_Written problem:_
Reproduce the data from its first line through the line containing "Target: lift boom arm", inclusive, swapping "lift boom arm" for "crane arm" and changing nothing else.
━━━━━ Data to process ━━━━━
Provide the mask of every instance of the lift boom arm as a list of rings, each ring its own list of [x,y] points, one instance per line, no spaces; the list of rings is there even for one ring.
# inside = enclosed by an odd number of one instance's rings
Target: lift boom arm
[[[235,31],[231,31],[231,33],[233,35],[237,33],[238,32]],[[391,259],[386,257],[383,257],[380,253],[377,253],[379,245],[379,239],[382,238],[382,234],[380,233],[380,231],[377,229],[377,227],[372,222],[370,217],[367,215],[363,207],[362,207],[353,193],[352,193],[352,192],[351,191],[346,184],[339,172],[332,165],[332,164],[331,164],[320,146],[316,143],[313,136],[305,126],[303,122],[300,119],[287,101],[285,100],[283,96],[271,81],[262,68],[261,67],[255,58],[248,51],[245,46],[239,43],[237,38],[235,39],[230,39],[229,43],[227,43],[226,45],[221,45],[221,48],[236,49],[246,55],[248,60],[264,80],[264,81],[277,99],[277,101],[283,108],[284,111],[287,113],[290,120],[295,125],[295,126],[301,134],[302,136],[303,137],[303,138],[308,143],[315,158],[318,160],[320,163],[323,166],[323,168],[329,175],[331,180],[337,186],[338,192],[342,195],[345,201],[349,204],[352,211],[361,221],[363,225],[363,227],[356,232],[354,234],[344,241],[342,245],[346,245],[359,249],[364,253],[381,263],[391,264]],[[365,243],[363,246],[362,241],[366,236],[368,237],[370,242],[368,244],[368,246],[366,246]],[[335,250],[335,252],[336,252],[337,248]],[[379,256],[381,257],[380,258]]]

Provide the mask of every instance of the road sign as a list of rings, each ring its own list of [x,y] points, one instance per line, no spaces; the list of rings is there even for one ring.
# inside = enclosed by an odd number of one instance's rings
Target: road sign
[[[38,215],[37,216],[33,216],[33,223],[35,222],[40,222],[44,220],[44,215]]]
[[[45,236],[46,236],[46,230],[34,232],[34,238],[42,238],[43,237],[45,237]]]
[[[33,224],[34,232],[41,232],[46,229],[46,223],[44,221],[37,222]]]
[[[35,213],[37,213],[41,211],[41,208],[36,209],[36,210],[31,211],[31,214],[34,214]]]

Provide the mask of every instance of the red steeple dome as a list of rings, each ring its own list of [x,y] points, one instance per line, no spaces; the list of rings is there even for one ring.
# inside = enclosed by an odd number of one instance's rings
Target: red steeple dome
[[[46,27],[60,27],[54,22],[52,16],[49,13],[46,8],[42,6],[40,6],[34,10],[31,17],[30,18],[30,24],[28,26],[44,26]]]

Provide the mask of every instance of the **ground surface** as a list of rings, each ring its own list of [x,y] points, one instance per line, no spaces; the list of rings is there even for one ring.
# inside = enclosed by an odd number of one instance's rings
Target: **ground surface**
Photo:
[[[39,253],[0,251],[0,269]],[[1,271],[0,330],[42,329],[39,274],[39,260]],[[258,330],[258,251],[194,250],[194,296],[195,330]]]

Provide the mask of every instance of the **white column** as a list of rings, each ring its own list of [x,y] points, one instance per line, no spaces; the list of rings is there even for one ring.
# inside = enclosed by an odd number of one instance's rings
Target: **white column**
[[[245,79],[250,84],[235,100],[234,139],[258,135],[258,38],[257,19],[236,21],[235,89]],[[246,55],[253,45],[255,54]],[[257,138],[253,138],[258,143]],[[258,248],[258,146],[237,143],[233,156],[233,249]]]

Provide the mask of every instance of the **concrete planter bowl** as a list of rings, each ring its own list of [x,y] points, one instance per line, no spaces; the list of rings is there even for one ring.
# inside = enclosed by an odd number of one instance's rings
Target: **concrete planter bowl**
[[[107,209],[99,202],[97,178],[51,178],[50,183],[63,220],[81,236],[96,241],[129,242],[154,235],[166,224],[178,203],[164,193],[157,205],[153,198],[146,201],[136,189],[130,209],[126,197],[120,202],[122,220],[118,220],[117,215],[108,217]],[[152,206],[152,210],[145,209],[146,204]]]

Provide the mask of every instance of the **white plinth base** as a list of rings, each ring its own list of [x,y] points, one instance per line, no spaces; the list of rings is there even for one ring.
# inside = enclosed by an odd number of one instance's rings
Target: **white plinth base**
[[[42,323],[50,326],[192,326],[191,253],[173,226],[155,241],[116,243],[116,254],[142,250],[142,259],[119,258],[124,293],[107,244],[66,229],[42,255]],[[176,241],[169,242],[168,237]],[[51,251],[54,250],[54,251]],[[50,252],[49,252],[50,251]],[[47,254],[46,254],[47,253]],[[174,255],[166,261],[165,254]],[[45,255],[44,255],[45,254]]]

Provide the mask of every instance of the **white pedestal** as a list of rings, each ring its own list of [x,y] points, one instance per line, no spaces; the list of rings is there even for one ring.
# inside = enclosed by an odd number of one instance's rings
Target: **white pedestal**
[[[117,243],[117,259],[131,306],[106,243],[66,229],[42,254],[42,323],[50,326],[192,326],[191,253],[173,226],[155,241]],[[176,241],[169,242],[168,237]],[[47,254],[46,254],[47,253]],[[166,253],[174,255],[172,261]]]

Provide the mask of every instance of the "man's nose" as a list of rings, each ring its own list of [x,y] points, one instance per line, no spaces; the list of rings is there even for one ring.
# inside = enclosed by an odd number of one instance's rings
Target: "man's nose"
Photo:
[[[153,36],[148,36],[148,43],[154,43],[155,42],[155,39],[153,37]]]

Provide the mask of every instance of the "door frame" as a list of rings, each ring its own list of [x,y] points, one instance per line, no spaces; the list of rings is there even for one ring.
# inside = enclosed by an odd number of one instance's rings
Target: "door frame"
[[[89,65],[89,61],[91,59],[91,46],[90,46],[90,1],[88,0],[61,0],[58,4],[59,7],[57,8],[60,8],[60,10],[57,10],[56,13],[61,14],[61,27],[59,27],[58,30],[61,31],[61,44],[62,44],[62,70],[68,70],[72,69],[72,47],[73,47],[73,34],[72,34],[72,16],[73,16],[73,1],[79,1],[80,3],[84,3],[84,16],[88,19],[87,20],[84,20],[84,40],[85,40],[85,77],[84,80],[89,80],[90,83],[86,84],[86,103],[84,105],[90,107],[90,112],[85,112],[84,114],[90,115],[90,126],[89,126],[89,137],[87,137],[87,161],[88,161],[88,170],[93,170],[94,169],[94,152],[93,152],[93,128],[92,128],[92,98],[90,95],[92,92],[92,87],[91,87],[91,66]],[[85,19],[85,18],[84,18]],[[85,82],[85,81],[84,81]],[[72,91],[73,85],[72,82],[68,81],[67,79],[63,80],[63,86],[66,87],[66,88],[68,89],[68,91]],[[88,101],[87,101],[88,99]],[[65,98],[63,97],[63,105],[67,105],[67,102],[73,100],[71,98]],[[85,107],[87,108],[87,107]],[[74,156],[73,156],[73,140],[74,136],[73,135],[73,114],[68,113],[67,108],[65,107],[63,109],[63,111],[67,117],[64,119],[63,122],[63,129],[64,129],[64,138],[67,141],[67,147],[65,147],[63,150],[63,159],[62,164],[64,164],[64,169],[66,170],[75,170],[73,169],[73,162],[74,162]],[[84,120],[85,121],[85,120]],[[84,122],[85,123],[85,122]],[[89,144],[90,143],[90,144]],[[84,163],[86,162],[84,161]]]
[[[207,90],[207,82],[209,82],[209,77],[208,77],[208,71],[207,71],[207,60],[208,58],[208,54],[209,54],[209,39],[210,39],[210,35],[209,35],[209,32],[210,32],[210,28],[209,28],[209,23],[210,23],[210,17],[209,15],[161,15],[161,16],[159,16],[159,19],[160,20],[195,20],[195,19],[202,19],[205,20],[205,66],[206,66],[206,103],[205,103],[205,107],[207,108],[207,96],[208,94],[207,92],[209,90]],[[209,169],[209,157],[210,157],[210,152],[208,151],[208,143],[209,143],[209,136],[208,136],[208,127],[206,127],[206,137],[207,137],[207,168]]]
━━━━━
_Response to this task:_
Provide the mask of every instance of the crane arm as a list of rings, each ring its own list of [x,y] points, one instance per line, no spaces; the list of rings is there even for one ring.
# inside = enclosed by an odd number of one instance's rings
Target: crane arm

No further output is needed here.